[WORK INSTRUCTION] The needed output is the run of lines below from the one containing "Pinpoint where gray" through the one containing "Pinpoint where clear", copied exactly and free of pictures.

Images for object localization
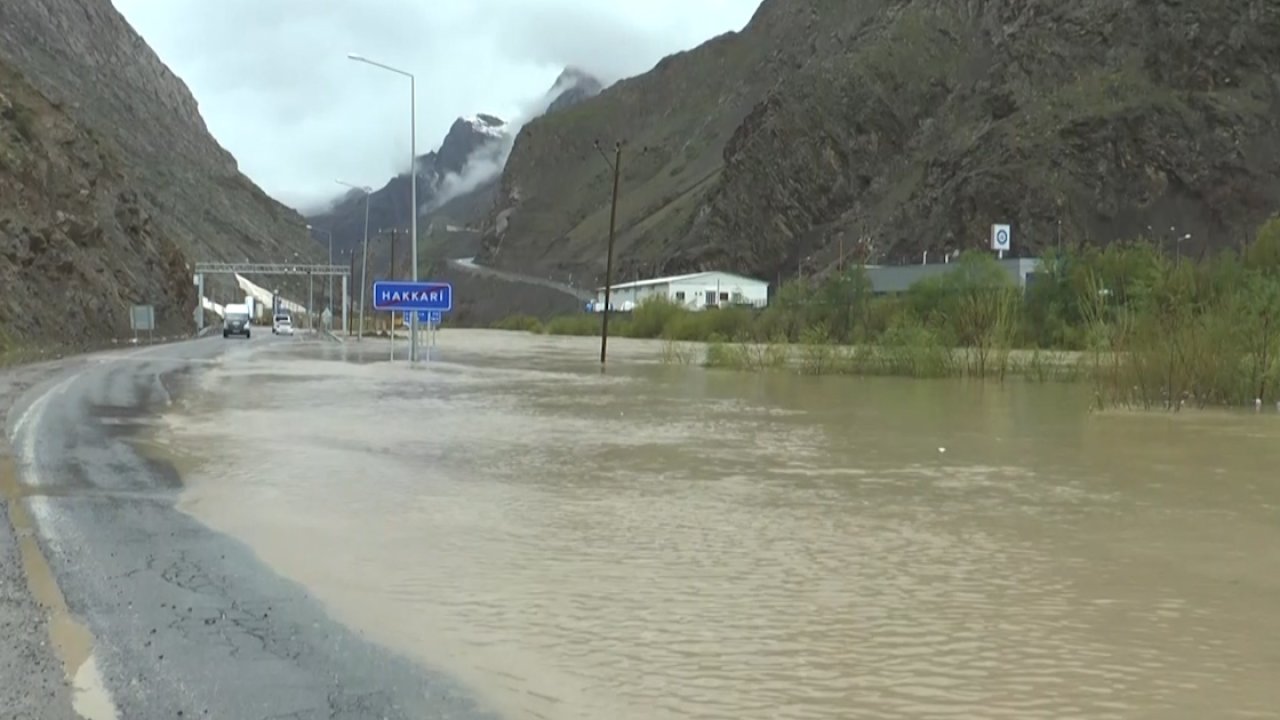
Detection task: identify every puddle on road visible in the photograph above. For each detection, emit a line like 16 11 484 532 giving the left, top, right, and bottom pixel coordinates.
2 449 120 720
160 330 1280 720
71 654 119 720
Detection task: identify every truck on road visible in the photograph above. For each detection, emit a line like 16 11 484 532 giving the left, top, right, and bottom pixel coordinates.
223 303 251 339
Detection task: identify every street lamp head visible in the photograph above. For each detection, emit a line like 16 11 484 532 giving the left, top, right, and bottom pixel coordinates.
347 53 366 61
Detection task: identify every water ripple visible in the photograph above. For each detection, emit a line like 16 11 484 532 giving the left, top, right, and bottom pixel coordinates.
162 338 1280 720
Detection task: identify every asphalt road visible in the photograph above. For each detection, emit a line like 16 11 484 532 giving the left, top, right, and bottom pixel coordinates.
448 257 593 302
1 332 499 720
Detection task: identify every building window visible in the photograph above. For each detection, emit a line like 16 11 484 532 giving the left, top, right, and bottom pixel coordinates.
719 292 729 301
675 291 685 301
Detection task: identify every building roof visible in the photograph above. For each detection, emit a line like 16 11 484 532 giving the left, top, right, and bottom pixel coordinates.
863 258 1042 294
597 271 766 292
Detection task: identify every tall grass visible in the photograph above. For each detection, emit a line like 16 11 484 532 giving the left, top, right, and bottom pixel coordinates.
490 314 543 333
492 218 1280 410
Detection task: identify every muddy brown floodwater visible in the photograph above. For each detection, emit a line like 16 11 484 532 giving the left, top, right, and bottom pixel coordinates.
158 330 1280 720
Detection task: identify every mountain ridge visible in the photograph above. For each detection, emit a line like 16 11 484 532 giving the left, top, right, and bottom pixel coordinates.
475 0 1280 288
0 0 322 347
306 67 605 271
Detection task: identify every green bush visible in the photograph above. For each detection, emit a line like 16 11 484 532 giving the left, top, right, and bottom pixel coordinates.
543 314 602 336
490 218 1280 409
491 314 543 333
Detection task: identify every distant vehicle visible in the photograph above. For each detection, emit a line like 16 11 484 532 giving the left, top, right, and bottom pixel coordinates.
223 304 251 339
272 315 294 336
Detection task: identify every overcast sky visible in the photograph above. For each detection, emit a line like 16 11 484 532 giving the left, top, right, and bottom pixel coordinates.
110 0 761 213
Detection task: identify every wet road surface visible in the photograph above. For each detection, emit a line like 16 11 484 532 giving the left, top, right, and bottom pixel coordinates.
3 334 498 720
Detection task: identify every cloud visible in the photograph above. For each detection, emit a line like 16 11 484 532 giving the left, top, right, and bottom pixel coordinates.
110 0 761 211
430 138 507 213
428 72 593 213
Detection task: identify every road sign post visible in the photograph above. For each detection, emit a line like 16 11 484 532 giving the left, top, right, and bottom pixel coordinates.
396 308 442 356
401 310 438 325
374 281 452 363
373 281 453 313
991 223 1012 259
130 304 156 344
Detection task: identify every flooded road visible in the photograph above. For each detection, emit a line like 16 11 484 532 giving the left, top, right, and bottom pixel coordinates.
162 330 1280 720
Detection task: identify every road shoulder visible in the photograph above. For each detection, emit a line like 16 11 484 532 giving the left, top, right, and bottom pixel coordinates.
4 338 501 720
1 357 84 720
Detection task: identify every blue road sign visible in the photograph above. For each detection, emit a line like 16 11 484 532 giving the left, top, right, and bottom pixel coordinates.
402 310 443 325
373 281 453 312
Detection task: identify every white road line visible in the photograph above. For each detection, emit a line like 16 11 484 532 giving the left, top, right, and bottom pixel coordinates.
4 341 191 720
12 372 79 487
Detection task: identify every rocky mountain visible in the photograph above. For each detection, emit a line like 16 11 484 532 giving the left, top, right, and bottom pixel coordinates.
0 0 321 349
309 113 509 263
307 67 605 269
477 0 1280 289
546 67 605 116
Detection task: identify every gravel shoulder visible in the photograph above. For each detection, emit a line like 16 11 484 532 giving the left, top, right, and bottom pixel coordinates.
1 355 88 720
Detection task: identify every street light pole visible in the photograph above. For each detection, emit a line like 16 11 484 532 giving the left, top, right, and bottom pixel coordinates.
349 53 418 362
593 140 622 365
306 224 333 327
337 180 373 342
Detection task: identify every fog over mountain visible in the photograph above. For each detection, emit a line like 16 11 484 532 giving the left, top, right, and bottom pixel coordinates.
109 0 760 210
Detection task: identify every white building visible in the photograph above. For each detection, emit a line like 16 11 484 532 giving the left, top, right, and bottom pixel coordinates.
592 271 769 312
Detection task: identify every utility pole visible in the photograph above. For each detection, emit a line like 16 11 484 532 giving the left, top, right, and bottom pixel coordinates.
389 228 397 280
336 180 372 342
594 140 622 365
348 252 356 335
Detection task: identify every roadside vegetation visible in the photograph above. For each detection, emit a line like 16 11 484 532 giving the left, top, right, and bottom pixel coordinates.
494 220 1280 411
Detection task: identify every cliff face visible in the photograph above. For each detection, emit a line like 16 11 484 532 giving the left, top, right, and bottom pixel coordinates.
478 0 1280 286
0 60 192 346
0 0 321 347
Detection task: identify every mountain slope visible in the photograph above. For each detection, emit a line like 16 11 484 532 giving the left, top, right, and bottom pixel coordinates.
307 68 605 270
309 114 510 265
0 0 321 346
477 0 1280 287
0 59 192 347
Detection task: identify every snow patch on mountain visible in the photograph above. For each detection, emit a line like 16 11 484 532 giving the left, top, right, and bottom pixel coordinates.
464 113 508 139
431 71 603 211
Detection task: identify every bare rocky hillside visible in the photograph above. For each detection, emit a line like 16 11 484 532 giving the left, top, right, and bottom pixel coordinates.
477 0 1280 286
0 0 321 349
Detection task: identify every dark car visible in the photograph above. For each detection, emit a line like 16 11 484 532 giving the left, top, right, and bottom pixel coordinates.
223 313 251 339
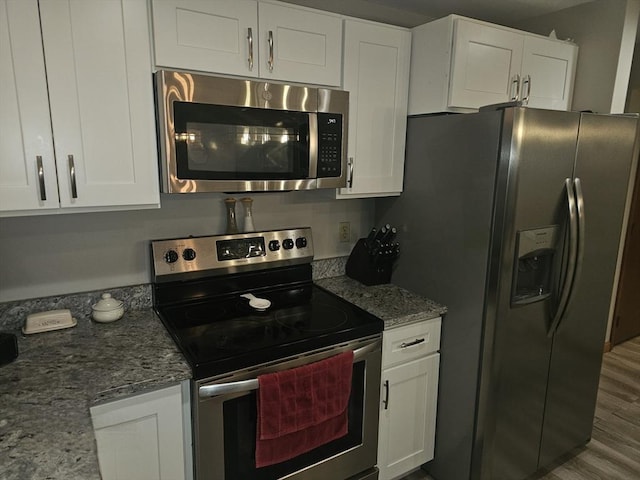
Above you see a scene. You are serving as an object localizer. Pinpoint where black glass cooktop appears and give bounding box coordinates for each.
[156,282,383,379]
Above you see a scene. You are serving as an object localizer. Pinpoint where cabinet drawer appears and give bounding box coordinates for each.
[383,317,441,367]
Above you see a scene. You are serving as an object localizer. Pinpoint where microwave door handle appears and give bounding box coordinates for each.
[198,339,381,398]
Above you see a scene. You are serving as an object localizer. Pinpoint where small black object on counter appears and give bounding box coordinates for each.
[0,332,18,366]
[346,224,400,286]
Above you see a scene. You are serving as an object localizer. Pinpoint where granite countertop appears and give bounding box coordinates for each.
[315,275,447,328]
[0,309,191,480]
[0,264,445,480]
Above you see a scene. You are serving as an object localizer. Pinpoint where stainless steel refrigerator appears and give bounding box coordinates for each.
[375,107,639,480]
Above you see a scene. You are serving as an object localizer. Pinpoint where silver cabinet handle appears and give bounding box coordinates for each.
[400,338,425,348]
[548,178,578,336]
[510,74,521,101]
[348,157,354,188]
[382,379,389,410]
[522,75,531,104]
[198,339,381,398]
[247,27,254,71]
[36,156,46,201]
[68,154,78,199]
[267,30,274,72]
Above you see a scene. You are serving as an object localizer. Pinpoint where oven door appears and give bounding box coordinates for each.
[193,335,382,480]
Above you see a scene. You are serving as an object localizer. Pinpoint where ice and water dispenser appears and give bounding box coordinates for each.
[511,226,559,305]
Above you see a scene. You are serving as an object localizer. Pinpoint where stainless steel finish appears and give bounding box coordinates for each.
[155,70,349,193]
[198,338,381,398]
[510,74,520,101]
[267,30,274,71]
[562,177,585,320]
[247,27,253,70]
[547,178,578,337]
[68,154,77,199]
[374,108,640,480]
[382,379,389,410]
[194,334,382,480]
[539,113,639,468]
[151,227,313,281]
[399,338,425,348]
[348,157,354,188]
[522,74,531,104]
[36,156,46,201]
---
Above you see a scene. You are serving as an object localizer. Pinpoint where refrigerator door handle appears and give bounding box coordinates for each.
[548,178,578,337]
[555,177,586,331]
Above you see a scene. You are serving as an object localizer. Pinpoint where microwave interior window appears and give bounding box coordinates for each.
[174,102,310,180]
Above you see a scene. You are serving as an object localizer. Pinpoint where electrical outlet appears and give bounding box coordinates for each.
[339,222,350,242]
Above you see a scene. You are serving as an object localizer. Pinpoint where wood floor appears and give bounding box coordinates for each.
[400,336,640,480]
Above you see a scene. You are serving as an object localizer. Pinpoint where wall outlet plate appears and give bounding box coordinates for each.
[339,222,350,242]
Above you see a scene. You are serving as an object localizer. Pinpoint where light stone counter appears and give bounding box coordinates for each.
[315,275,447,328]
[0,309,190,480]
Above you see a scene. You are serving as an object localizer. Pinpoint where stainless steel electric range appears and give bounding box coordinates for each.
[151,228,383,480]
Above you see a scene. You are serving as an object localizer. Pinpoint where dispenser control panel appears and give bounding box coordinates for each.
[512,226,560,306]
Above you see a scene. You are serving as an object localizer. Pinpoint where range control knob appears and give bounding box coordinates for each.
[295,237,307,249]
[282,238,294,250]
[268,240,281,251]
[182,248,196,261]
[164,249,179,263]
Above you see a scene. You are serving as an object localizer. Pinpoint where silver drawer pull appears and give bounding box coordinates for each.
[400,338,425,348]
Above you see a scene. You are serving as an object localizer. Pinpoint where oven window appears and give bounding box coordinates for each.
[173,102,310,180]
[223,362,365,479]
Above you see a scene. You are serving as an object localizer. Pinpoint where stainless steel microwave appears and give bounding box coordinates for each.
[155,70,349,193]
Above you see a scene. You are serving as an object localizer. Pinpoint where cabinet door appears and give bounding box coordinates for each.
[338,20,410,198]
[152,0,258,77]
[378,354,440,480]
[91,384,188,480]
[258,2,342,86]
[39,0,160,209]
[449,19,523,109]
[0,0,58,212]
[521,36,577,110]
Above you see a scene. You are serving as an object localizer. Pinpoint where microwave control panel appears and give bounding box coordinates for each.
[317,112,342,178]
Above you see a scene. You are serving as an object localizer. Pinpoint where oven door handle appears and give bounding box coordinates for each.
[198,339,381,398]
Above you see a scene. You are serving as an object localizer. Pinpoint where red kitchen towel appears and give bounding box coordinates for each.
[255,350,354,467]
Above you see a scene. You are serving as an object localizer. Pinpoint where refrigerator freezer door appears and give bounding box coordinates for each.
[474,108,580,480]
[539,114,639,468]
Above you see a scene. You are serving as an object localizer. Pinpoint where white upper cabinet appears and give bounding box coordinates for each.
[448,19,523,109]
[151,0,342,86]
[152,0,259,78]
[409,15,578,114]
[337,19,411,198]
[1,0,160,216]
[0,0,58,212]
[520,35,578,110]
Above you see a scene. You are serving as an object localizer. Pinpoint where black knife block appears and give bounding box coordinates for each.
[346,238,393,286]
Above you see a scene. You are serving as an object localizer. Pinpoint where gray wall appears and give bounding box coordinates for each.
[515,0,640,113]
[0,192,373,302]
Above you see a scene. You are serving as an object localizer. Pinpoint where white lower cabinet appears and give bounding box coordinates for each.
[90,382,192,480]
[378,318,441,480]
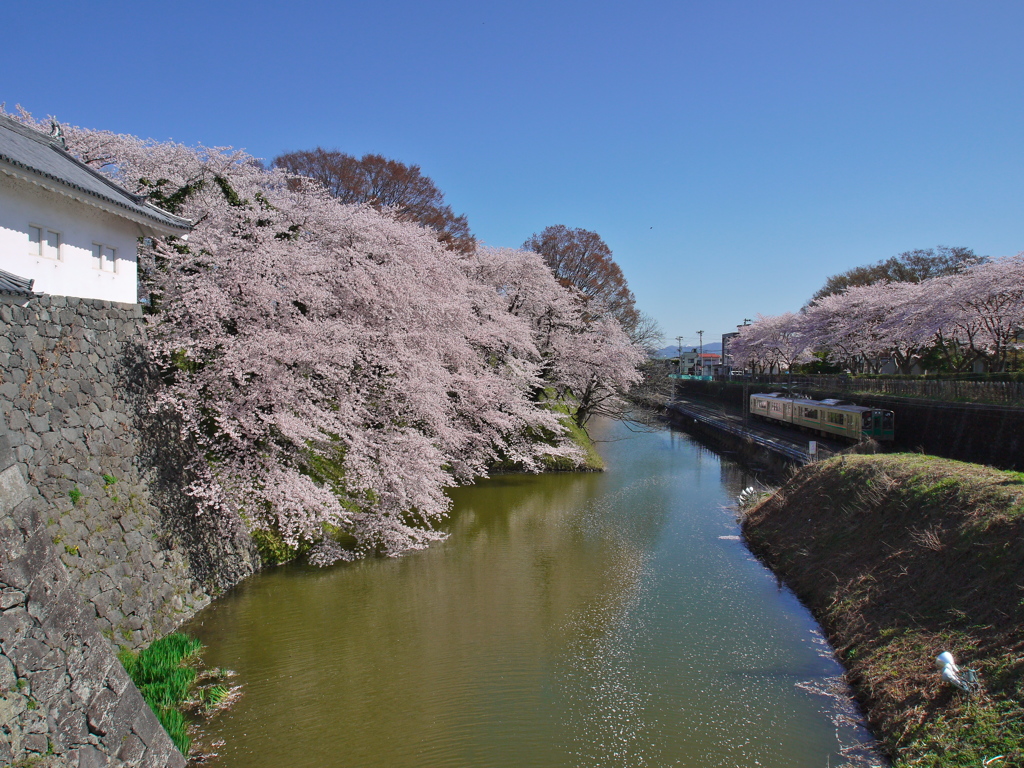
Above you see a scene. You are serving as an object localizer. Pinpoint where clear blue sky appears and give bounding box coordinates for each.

[EXERCISE RESULT]
Above you see a scene. You are serving as an object localizer. Pinpoint where gray wall appears and give bounding box coordinates for each.
[515,0,640,113]
[0,192,373,302]
Above you see a scene. You are serving as an object localizer. Pinpoint where white lower cabinet appears and give bounding box coordinates for each.
[90,382,192,480]
[378,318,441,480]
Above you see a scene. You are serving as an object localizer. Pinpoint where clear blue sky appears and give bounding box coordinates for each.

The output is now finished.